* _Document_:
▼▼▼

Hello salt users,
I've been experiencing strange timeouts when contacting minions from our master. Our setup consists of a single master and approximatively 1800 minions over wan. Everything worked flawlessly until a few weeks ago, minions were around 1500 at that time. Minions are contacted 'on demand' and are mainly used for remote execution from a custom web page.
For a working minion, a test.ping command will randomly work, show the minion as 'not connected' or return the following error : 'Salt request timed out. The master is not responding. You may need to run your command with `--async` in order to bypass the congested event bus. With `--async`, the CLI tool will print the job id (jid) and exit immediately without listening for responses. You can then use `salt-run jobs.lookup_jid` to look up the results of the job in the job cache later.'
Adding async option does not change the behaviour.

▲▲▲

* _Stated task 1_:
Reproduce the part of the post about Salt timeouts that opens with the words containing "For a working" and closes with "change the behaviour.".
* _Stated task 2_:
Answer these questions from the post about Salt timeouts:
(a) About how many minions does the setup have now?
(b) Which command does the error message suggest for looking up job results later?
(c) What effect does adding the async option have?
* _Stated task 3_:
Extend the post about Salt timeouts, starting after its last sentence.
The records that come after this post are from a separate source.

* _Raw data_:
▼▼▼

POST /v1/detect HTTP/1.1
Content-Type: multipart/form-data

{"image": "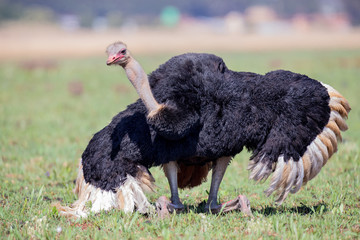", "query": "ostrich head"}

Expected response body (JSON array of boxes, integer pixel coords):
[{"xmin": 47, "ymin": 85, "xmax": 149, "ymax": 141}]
[{"xmin": 106, "ymin": 42, "xmax": 130, "ymax": 66}]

▲▲▲

* _Exercise answer 1_:
For a working minion, a test.ping command will randomly work, show the minion as 'not connected' or return the following error : 'Salt request timed out. The master is not responding. You may need to run your command with `--async` in order to bypass the congested event bus. With `--async`, the CLI tool will print the job id (jid) and exit immediately without listening for responses. You can then use `salt-run jobs.lookup_jid` to look up the results of the job in the job cache later.'
Adding async option does not change the behaviour.

* _Exercise answer 2_:
(a) Approximately 1800.
(b) `salt-run jobs.lookup_jid`
(c) It does not change the behavior.

* _Exercise answer 3_:
The debug log indicates a SaltReqTimeoutError, appearing just after the IPCClient initialization, or sometimes after the AsyncZeroMQReqChannel init:
debug.log
2017-09-11 09:06:24,571 [salt.utils.event ][DEBUG ][9361] MasterEvent PUB socket URI: /var/run/salt/master/master_event_pub.ipc
2017-09-11 09:06:24,571 [salt.utils.event ][DEBUG ][9361] MasterEvent PULL socket URI: /var/run/salt/master/master_event_pull.ipc
2017-09-11 09:06:24,665 [salt.transport.zeromq][DEBUG ][9361] Initializing new AsyncZeroMQReqChannel for ('/etc/salt/pki/master', 'saltmaster_master', 'tcp://
127.0.0.1:4506', 'clear')
2017-09-11 09:06:24,666 [salt.transport.ipc][DEBUG ][9361] Initializing new IPCClient for path: /var/run/salt/master/master_event_pub.ipc
2017-09-11 09:06:27,913 [salt.utils.event ][DEBUG ][6193] Sending event: tag = salt/auth; data = {'id': 'minion', '_stamp': '2017-09-11T07:06:27.913266', 'result': True, 'pub': '', 'act': 'pend'}
2017-09-11 09:06:29,671 [salt.transport.zeromq][DEBUG ][9361] SaltReqTimeoutError, retrying. (1/3)
2017-09-11 09:06:34,676 [salt.transport.zeromq][DEBUG ][9361] SaltReqTimeoutError, retrying. (2/3)
2017-09-11 09:06:39,680 [salt.transport.zeromq][DEBUG ][9361] SaltReqTimeoutError, retrying. (3/3)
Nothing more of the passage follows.